**Work task:**
Would you copy out exactly the lines of the listing below, beginning with the one that contains "538L399 495L255 321L154" and ending with the last?
********
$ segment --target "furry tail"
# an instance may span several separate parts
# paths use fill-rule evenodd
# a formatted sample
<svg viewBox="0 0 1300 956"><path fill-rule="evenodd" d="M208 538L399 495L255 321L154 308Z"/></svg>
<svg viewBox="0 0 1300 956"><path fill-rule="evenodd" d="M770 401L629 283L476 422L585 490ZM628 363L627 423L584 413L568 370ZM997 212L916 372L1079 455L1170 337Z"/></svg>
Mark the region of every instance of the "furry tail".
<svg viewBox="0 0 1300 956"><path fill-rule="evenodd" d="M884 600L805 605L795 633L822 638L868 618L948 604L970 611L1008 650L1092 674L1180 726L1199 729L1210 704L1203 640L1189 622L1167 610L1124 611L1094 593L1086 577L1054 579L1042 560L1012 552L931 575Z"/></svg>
********
**Result for this task:**
<svg viewBox="0 0 1300 956"><path fill-rule="evenodd" d="M208 538L399 495L255 321L154 308Z"/></svg>
<svg viewBox="0 0 1300 956"><path fill-rule="evenodd" d="M770 401L629 283L476 422L585 490ZM628 363L627 423L584 413L568 370ZM997 212L916 372L1079 455L1170 337Z"/></svg>
Mark the region of every instance of the "furry tail".
<svg viewBox="0 0 1300 956"><path fill-rule="evenodd" d="M884 600L805 605L795 633L822 638L868 618L948 604L970 611L1008 650L1092 674L1180 726L1199 729L1210 704L1203 640L1189 622L1167 610L1124 611L1094 593L1086 577L1054 579L1042 560L1012 552L931 575Z"/></svg>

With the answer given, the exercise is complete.